**Task instructions**
Print the listing below once more, unchanged.
[[ Data to process, beginning ]]
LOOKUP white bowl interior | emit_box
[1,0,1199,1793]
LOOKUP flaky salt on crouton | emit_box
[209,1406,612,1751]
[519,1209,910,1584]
[[ Data to process, end ]]
**Response below**
LOOKUP white bowl interior | emit_box
[1,0,1199,1793]
LOOKUP flaky salt on crouton | emit_box
[209,1406,612,1751]
[519,1209,910,1584]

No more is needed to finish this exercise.